Collected data entries:
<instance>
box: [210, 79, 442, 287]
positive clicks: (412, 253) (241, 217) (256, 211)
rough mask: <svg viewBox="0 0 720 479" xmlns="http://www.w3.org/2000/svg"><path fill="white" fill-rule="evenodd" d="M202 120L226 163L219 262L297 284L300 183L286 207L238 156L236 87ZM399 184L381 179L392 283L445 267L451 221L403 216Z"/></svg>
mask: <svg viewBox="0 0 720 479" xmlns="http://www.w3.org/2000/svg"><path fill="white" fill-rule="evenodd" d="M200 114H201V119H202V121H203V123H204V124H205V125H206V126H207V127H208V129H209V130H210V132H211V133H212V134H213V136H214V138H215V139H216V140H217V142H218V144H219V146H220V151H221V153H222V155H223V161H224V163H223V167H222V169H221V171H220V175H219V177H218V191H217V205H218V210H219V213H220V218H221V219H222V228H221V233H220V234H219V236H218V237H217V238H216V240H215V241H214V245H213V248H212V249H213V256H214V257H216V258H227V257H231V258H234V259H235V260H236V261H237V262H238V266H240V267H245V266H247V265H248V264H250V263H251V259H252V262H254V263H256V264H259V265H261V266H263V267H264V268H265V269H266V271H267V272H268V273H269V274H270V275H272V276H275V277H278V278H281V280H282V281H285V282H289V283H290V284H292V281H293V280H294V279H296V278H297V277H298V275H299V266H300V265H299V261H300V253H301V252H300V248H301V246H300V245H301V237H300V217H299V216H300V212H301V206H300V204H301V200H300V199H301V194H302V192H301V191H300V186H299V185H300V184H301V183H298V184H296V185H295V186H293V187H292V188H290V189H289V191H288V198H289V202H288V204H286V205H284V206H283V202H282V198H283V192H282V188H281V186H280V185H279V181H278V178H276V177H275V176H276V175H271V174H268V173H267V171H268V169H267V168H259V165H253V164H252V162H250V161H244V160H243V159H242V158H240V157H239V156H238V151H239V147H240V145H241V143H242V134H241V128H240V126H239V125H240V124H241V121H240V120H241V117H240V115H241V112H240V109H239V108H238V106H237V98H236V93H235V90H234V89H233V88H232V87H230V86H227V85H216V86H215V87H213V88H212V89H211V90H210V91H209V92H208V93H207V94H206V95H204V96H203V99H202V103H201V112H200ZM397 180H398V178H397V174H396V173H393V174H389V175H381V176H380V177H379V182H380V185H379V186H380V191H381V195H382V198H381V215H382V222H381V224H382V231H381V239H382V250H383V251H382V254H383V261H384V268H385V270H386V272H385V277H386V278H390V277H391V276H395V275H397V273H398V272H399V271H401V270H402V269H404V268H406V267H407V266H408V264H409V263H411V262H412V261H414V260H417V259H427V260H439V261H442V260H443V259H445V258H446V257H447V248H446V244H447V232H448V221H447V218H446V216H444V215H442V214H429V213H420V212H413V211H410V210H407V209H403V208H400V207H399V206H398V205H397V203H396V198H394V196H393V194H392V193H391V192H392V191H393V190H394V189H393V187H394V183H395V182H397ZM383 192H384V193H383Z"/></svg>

* [Aim of the exercise] Return these lines without any changes.

* [Response box]
<instance>
box: [210, 79, 442, 287]
positive clicks: (412, 253) (241, 217) (256, 211)
rough mask: <svg viewBox="0 0 720 479" xmlns="http://www.w3.org/2000/svg"><path fill="white" fill-rule="evenodd" d="M202 120L226 163L219 262L297 284L300 183L286 207L238 156L236 87ZM399 184L381 179L392 283L445 267L451 221L403 216Z"/></svg>
mask: <svg viewBox="0 0 720 479" xmlns="http://www.w3.org/2000/svg"><path fill="white" fill-rule="evenodd" d="M200 114H201V119H202V121H203V123H204V124H205V125H206V126H207V127H208V129H209V130H210V132H211V133H212V134H213V136H214V138H215V139H216V140H217V142H218V144H219V146H220V151H221V153H222V155H223V161H224V163H223V167H222V169H221V171H220V175H219V177H218V191H217V205H218V210H219V213H220V218H221V219H222V228H221V233H220V234H219V236H218V237H217V238H216V240H215V241H214V245H213V248H212V249H213V256H214V257H216V258H227V257H231V258H234V259H235V260H236V261H237V262H238V266H240V267H245V266H247V265H248V264H250V263H251V259H252V262H254V263H256V264H259V265H261V266H263V267H264V268H265V269H266V271H267V272H268V273H269V274H270V275H272V276H275V277H278V278H281V280H282V281H285V282H289V283H290V284H292V281H293V280H294V279H296V278H297V277H298V275H299V266H300V265H299V261H300V253H301V252H300V248H301V246H300V245H301V237H300V217H299V216H300V212H301V206H300V204H301V200H300V199H301V194H302V192H301V191H300V186H299V185H300V184H301V183H298V184H296V185H295V186H293V187H292V188H290V189H289V191H288V198H289V202H288V204H286V205H284V206H283V202H282V198H283V192H282V188H281V186H280V185H279V181H278V178H276V177H275V176H276V175H271V174H268V173H267V171H268V169H267V168H259V165H253V164H252V162H250V161H244V160H243V159H242V158H240V157H239V156H238V151H239V147H240V145H241V143H242V134H241V128H240V126H239V125H240V124H241V121H240V120H241V117H240V115H241V112H240V109H239V108H238V106H237V98H236V93H235V90H234V89H233V88H232V87H230V86H227V85H216V86H215V87H213V88H212V89H211V90H210V91H209V92H208V93H207V94H206V95H204V96H203V99H202V103H201V112H200ZM397 180H398V178H397V174H396V173H393V174H389V175H381V176H380V177H379V182H380V185H379V186H380V191H381V195H382V198H381V215H382V222H381V224H382V231H381V239H382V250H383V251H382V254H383V261H384V268H385V270H386V272H385V277H386V278H390V277H391V276H395V275H397V273H398V272H399V271H401V270H402V269H404V268H406V267H407V266H408V264H409V263H411V262H412V261H414V260H417V259H427V260H439V261H442V260H443V259H445V258H446V257H447V248H446V244H447V232H448V221H447V218H446V216H444V215H442V214H429V213H420V212H413V211H410V210H407V209H403V208H400V207H399V206H398V205H397V203H396V198H394V196H393V194H392V193H391V192H392V191H393V190H394V189H393V187H394V183H395V182H397ZM383 192H384V193H383Z"/></svg>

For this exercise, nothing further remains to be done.